▶ [STORED DATA]

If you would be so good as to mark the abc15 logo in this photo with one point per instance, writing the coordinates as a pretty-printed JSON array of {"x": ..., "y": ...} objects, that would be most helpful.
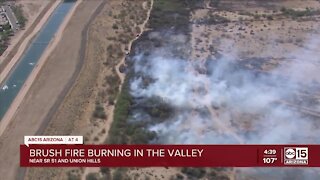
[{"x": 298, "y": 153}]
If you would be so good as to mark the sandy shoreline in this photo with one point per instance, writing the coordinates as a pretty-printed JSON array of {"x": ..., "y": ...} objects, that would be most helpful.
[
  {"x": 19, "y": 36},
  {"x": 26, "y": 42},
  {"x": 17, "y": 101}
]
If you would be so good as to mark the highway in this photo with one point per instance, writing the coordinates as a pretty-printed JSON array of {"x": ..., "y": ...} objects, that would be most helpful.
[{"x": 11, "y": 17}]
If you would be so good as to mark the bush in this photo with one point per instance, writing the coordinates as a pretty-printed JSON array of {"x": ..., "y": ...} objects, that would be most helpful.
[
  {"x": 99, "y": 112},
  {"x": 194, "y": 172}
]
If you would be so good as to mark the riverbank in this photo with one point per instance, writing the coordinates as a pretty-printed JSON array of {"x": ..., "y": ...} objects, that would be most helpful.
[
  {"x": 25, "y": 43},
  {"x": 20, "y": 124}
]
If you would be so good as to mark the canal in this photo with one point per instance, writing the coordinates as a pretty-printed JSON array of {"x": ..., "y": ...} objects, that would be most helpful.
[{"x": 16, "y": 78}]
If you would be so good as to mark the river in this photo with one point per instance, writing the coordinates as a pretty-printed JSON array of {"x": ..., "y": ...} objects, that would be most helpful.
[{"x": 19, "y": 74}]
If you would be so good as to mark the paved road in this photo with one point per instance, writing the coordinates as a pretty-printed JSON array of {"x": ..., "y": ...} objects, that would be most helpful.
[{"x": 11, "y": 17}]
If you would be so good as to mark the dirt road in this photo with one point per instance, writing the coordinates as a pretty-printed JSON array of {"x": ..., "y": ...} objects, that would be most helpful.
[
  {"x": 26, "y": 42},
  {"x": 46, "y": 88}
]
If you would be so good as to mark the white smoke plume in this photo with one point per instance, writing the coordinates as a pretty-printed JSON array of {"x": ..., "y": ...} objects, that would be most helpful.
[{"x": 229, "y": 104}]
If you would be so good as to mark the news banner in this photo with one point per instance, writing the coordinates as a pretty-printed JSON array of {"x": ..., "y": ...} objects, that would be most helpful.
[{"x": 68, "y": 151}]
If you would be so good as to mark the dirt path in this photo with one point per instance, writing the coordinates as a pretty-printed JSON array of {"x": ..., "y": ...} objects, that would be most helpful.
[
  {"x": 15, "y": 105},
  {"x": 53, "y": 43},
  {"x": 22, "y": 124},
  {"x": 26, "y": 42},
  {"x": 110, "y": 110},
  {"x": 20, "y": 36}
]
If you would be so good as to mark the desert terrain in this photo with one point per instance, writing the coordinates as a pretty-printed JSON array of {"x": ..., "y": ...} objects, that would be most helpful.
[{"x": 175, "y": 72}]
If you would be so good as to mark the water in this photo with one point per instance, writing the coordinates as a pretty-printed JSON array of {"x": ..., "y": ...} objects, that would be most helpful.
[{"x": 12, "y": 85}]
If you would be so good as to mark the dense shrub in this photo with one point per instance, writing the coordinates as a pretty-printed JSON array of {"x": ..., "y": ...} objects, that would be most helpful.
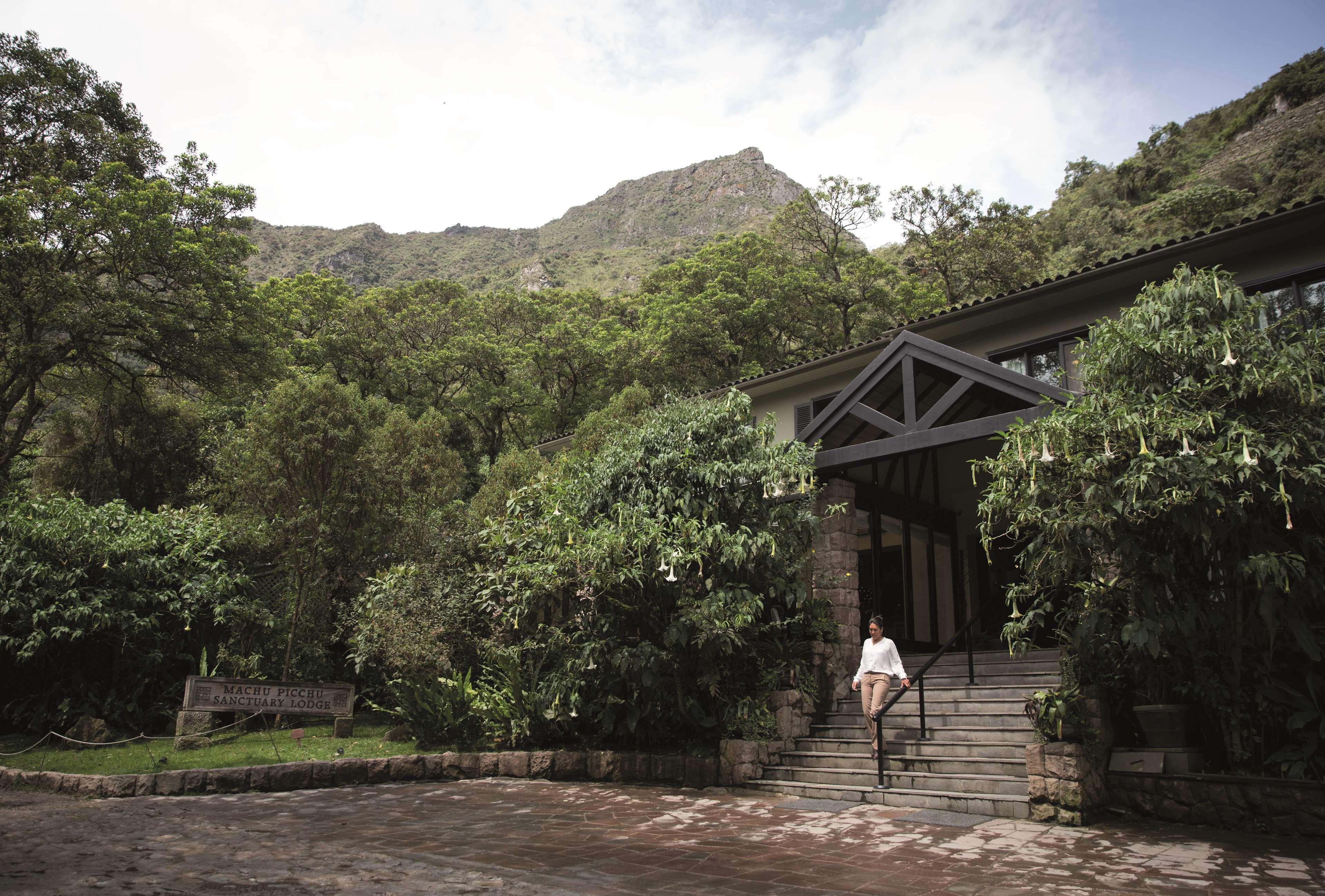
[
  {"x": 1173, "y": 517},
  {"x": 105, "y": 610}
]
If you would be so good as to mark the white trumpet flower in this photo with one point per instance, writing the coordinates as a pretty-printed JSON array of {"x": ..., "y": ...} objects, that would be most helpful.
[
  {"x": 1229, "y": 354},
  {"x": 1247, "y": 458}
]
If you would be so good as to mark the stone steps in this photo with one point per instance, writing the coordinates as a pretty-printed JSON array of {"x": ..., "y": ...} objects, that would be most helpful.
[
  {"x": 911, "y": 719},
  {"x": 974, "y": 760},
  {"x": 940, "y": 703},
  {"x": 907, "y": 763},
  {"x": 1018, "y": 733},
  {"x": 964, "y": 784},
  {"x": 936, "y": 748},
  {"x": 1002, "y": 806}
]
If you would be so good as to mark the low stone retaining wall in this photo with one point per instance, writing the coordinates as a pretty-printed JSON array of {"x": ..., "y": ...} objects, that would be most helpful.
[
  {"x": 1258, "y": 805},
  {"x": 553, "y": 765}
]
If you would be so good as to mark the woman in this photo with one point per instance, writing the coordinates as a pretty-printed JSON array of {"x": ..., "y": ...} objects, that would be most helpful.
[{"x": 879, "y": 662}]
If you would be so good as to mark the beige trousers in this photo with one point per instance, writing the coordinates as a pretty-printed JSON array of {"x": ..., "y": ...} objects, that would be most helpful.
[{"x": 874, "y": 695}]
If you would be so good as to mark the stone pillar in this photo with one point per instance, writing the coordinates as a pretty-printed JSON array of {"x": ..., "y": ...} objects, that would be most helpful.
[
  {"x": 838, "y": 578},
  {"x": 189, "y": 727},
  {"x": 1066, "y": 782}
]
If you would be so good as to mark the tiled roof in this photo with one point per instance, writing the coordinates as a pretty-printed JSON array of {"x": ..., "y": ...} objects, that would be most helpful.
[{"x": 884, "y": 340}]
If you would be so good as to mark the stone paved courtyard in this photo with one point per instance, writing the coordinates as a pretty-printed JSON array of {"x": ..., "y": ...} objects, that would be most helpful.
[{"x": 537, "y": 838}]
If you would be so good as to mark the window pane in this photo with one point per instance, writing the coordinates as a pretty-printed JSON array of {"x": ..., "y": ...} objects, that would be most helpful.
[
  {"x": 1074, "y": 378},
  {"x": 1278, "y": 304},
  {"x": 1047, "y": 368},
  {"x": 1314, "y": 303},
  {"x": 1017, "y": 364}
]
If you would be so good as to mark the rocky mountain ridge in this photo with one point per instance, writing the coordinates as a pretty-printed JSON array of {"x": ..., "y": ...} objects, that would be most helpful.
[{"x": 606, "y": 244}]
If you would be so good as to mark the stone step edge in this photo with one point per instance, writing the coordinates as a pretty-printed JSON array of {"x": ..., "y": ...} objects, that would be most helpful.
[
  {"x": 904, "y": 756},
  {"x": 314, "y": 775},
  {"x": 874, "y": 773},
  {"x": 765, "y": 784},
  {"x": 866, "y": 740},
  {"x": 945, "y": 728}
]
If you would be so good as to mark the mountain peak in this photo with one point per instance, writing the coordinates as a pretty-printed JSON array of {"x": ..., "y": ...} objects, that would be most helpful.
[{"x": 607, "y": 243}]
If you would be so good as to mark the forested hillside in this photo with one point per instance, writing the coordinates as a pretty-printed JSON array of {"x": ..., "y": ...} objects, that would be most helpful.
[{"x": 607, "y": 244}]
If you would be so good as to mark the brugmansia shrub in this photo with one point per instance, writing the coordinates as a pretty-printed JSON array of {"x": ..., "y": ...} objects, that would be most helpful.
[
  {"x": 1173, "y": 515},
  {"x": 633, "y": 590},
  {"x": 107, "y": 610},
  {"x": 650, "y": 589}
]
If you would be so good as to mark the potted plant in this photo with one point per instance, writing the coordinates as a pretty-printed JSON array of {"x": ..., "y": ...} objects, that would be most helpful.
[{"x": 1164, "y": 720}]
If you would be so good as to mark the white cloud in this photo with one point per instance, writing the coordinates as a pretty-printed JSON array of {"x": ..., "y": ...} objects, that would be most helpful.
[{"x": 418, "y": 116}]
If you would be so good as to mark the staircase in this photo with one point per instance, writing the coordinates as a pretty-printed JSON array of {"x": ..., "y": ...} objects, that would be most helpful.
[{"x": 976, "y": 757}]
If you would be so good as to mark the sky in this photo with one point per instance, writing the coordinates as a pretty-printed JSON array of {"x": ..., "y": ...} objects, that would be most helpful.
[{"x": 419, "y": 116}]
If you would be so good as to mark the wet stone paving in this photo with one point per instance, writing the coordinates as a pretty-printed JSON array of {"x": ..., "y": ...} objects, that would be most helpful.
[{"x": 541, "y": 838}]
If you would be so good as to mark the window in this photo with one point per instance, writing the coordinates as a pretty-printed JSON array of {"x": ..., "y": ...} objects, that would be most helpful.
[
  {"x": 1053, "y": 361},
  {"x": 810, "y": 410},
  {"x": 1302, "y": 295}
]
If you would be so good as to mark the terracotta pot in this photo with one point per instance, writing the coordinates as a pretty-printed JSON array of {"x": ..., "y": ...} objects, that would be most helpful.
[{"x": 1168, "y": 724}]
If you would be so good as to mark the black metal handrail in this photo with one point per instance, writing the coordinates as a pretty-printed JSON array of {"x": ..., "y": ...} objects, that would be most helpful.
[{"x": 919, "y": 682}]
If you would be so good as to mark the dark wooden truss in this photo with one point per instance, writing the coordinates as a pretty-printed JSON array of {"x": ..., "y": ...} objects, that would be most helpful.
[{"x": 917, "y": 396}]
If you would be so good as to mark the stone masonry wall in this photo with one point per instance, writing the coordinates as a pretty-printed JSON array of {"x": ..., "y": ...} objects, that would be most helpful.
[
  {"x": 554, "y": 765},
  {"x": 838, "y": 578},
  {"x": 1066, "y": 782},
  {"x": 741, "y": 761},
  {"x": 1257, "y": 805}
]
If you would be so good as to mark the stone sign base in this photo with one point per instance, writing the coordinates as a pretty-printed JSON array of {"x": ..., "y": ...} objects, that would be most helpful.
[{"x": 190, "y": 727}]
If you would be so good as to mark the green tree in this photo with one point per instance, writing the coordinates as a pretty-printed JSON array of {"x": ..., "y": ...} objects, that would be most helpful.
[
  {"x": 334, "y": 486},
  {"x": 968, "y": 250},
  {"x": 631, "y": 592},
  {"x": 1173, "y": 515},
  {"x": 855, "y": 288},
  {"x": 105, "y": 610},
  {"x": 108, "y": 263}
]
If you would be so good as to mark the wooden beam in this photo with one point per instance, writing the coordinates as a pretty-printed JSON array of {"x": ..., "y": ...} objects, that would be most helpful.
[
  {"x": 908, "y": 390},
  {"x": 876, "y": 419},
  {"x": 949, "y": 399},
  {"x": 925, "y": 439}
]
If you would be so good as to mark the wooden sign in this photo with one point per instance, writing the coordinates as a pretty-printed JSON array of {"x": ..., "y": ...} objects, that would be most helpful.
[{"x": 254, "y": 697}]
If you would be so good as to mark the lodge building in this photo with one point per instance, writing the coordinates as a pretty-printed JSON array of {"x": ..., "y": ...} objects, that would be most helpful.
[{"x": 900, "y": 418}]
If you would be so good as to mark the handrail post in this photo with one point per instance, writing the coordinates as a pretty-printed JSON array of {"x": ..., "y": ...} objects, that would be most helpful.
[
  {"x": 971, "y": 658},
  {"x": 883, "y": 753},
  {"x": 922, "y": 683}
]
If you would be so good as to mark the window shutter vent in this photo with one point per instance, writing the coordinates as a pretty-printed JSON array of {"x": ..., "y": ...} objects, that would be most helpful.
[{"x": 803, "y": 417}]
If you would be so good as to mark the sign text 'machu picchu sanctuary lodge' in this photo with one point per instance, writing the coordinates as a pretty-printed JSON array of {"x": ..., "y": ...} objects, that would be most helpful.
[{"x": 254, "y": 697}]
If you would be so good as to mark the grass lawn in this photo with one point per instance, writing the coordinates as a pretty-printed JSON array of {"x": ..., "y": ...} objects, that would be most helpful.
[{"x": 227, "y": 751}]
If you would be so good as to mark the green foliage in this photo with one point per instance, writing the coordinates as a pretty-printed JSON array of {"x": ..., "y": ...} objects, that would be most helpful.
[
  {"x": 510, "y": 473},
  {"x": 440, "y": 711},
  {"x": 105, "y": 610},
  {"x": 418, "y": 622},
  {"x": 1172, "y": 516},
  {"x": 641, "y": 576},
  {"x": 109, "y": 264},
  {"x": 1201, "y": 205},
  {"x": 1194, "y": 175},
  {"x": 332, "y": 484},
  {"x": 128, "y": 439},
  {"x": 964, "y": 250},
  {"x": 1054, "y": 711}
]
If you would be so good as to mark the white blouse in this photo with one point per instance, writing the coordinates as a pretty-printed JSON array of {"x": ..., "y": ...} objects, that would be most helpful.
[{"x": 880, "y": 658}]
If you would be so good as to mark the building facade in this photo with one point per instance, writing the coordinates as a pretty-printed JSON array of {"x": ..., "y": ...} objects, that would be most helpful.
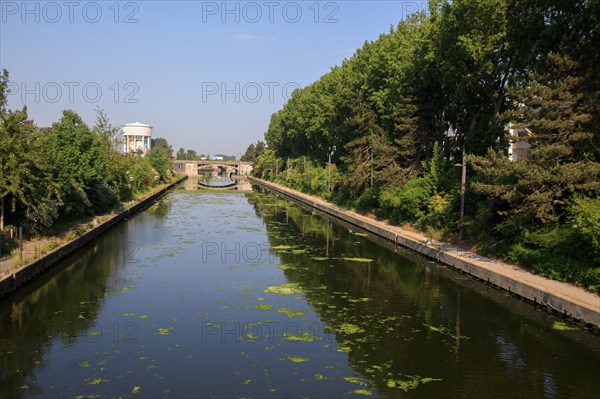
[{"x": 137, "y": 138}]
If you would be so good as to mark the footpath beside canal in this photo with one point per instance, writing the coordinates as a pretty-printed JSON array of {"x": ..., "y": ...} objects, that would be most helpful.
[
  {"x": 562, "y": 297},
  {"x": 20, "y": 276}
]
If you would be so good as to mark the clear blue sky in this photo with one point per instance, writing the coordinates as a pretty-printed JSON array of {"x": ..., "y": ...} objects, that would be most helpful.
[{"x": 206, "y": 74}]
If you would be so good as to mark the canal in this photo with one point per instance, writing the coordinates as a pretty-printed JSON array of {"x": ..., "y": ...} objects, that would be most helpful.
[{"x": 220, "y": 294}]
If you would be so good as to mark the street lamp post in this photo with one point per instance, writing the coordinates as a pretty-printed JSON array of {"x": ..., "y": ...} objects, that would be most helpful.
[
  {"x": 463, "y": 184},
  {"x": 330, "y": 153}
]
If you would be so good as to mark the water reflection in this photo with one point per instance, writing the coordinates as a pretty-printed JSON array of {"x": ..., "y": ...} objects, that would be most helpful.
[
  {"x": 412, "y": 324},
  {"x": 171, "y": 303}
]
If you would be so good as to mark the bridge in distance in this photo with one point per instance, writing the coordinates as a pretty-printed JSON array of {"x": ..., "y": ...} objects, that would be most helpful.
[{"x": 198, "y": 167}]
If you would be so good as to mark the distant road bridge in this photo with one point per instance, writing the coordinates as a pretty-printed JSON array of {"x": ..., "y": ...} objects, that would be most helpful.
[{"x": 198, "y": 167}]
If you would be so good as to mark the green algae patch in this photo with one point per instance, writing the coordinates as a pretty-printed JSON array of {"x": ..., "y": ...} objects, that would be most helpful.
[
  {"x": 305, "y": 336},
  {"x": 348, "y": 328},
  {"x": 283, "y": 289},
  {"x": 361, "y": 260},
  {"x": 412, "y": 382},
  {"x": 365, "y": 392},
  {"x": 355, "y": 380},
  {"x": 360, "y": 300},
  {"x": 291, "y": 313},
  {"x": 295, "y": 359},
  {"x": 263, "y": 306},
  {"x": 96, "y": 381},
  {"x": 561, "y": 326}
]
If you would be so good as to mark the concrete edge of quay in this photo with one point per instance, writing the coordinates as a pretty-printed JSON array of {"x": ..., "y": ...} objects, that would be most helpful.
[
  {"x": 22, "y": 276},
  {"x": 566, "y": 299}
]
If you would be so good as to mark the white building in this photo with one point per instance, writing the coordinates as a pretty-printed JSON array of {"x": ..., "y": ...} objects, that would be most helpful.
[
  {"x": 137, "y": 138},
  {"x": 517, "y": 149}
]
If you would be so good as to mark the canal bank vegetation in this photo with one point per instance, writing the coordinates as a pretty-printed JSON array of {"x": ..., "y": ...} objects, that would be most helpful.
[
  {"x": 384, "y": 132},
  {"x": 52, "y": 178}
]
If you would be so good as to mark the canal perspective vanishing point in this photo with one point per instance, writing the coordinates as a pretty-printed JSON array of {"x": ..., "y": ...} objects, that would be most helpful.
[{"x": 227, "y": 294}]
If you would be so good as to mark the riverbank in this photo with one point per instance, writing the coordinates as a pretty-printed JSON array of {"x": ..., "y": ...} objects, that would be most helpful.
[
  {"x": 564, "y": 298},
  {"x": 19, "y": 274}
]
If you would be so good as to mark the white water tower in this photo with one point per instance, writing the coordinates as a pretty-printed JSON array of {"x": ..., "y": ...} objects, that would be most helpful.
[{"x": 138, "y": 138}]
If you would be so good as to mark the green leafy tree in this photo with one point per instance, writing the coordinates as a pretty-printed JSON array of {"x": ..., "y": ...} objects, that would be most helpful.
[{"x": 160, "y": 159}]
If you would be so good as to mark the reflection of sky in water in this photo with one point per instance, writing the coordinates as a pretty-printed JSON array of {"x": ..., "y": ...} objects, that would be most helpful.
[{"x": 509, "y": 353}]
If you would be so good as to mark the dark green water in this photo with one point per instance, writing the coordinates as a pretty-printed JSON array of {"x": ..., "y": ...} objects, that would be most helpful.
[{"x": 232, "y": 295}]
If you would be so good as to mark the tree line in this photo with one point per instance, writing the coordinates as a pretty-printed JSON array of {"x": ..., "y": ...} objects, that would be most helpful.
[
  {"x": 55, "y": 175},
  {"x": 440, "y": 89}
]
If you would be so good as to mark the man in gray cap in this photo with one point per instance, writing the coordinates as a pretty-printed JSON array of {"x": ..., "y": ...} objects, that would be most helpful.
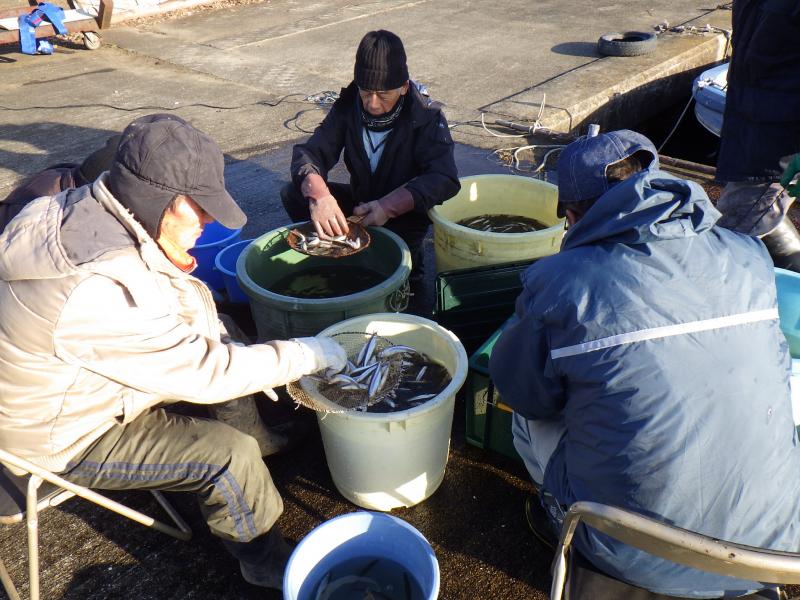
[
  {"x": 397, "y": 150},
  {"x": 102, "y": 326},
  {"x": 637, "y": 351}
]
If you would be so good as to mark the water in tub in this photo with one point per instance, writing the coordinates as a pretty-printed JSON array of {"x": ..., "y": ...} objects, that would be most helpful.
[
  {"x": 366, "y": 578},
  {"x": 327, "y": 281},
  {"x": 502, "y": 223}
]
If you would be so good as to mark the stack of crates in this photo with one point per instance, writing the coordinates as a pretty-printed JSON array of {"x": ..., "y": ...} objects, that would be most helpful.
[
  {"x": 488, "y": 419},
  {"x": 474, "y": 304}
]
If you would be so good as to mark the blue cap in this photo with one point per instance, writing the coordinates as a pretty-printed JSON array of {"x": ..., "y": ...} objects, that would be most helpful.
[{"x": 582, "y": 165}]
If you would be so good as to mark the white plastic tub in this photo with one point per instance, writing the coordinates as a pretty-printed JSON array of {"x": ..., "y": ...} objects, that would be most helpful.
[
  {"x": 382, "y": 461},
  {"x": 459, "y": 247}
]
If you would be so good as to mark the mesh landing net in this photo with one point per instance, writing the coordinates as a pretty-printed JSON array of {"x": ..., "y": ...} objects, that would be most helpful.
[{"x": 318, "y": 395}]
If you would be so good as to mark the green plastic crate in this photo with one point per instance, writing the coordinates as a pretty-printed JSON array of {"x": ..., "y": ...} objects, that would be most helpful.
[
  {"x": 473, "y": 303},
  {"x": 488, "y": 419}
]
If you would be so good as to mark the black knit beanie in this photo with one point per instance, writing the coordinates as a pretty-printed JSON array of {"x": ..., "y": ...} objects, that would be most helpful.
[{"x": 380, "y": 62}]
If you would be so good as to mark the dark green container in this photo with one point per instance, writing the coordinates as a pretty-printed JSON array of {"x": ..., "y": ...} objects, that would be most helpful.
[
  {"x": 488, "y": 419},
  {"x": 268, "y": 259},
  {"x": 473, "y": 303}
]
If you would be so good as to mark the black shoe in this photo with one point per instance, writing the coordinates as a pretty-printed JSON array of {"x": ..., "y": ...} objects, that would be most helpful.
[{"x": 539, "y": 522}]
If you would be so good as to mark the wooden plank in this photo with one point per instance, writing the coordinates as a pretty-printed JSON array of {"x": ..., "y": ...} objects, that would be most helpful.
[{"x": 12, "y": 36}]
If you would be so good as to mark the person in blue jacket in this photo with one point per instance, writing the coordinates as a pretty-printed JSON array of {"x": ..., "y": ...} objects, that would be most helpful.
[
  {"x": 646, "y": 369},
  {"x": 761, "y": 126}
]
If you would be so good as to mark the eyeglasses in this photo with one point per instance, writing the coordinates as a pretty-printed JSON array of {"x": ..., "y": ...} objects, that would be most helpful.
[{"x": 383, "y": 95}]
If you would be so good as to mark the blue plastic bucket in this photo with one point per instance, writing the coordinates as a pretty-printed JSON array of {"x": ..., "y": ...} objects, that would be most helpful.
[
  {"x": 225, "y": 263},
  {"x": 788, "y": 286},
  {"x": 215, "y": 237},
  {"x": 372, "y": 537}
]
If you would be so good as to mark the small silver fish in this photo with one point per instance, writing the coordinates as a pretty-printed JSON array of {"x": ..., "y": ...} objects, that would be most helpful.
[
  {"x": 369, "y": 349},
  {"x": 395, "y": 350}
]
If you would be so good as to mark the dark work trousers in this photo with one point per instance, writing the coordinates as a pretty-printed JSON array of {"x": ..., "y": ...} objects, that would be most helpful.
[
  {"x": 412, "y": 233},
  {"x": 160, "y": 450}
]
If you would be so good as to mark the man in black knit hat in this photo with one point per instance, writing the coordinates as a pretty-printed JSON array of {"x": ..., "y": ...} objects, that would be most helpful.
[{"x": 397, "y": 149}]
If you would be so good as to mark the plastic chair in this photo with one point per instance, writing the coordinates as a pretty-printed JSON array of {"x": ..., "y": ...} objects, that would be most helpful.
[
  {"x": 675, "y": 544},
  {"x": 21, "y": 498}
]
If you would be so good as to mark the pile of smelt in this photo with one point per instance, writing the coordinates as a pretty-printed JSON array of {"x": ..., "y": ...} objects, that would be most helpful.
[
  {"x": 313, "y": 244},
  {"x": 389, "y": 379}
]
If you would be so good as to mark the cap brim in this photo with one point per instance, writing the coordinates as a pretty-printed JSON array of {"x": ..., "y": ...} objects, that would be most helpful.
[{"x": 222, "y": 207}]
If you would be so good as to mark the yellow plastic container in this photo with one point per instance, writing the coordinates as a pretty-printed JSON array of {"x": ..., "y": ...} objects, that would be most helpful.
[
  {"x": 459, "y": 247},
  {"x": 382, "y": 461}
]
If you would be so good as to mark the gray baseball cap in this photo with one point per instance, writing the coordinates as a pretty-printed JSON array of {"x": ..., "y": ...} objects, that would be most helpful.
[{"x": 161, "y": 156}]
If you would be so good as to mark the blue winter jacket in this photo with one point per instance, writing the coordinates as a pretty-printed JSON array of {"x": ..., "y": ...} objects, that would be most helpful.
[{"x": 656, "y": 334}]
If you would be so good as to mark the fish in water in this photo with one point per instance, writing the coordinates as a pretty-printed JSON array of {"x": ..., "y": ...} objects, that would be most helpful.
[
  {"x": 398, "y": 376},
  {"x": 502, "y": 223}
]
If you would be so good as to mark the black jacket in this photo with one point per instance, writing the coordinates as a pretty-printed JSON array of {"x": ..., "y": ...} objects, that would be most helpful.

▶ [EXERCISE PROMPT] Repeat only the lines from the one holding "If you would be so good as to mark the yellow" through the last line of the data.

▶ [TASK OUTPUT]
If you would be so good as to mark the yellow plastic container in this photo with one point per instance, writing the coordinates as a pretty-printed JSON array of {"x": ..., "y": ...} objects, that would be most helpful.
[
  {"x": 459, "y": 247},
  {"x": 382, "y": 461}
]
If you would be so good as to mark the gray baseball cap in this photo with one point per instance, writing the coordinates as a pretty-printed JSON array of {"x": ..., "y": ...} objects, that would be most helpful.
[{"x": 161, "y": 156}]
If you would be so good as to mark the blue winter jacket in this photo with one point per instance, writing the coordinates as a pretty-printed JSON array of {"x": ..., "y": ...} objects, that would be most helpful.
[{"x": 656, "y": 334}]
If you would be so good as to mark the fish in water in this photo with one point per instance, writing the coordinates as a pretty-printed JSON array of {"x": ..., "y": ...} objects, that would be most helpful.
[
  {"x": 398, "y": 376},
  {"x": 502, "y": 223}
]
If you would be so good as to mark the black jacket in this photo with one point per instance, writing the coordinates as a pretty-printed JSON array of {"x": ..., "y": ...} objects, that would be most helpful.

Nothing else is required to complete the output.